Records for this exercise >>
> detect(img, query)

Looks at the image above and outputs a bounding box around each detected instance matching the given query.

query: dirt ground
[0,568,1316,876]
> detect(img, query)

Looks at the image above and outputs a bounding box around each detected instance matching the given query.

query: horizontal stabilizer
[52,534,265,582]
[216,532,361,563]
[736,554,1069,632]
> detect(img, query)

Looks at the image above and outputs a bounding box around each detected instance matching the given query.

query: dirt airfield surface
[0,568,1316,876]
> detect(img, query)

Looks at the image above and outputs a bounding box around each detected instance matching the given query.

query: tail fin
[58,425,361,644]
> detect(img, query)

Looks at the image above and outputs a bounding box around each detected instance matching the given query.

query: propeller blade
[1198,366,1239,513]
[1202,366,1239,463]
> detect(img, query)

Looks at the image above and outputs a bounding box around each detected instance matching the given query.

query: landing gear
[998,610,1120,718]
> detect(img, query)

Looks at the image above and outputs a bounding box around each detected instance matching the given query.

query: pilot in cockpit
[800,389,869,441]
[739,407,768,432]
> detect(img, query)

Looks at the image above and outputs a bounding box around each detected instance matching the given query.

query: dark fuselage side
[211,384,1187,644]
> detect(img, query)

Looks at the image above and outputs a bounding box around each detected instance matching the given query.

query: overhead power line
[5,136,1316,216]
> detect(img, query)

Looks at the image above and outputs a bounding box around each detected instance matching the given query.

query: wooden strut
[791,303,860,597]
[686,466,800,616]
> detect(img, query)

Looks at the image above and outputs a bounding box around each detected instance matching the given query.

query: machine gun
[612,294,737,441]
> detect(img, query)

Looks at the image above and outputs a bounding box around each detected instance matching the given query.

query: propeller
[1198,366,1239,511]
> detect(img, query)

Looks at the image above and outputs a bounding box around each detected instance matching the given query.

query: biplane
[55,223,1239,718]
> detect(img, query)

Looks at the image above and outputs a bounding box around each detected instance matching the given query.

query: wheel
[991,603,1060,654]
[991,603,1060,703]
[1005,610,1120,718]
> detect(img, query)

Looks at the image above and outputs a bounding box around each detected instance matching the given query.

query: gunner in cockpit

Objective >>
Can you rewrite all of the lines above as a numbered list and leave out the blank ones?

Full solution >>
1. > detect(img, query)
2. Looks at the image above and outputs a bounding box around each detected instance matching the given query.
3. query: dirt ground
4. [0,568,1316,876]
5. > detect(img, query)
6. Looks at the image above and outputs a bounding box around each detected instance matching the given query.
7. query: horizontal stabilizer
8. [52,534,265,582]
9. [216,532,361,563]
10. [736,554,1069,632]
11. > detect(img, query)
12. Looks at the image above and outputs a bounding box around each detected instance matching the given query.
13. query: dirt airfield surface
14. [0,568,1316,876]
15. > detect(img, query)
16. Looks at the image above and outputs a bounding box around each detected instance matching the given query.
17. query: tail fin
18. [58,425,361,644]
19. > detect(img, query)
20. Looks at the image above and outputs a bounding box around each detected instance matching the given query.
21. query: propeller blade
22. [1198,366,1239,513]
23. [1202,366,1239,463]
24. > detect(img, query)
25. Looks at the image above and outputs a bounding box around each detected instance matching the given query.
26. query: landing gear
27. [998,610,1120,718]
28. > detect(img, query)
29. Looks at the image above and outputs a bounding box around each detected instance matching the given query.
30. query: pilot in cockpit
31. [800,389,869,441]
32. [739,407,768,432]
33. > detect(img, query)
34. Looks at the image above and outputs a bounding box around each detected instance matching the given query.
35. query: dark fuselage side
36. [211,384,1187,644]
37. > detect(img, query)
38. Looks at the image above and outputs a bounding box around each detected instance matching the given query.
39. query: overhead power line
40. [5,136,1316,216]
41. > detect(img, query)
42. Looks at the image above and outputs a bounding box around each detected instance matching the given query.
43. query: wooden strut
44. [791,303,860,597]
45. [686,466,800,616]
46. > detect(img, query)
47. Looks at the image above and outputs a bounding box around each detected instance matching the given query.
48. query: machine gun
49. [612,294,737,441]
50. > detect(img, query)
51. Looks at the image above and outputs a bounding box around each detected instance matching the given query.
52. query: propeller
53. [1198,366,1239,511]
54. > detect(img, query)
55. Looks at the image above and outputs a bounding box around each detected instance matching the given query.
56. query: biplane
57. [55,223,1239,718]
58. > detect(img, query)
59. Looks at the image above and outputs a bounding box around each detected instance matching the given query.
60. query: wheel
61. [991,603,1060,654]
62. [991,603,1060,703]
63. [1005,610,1120,718]
64. > detect(img, query)
65. Looks at the image above and outputs a bounding box around each detected instance matching the given query.
66. query: gunner in cockpit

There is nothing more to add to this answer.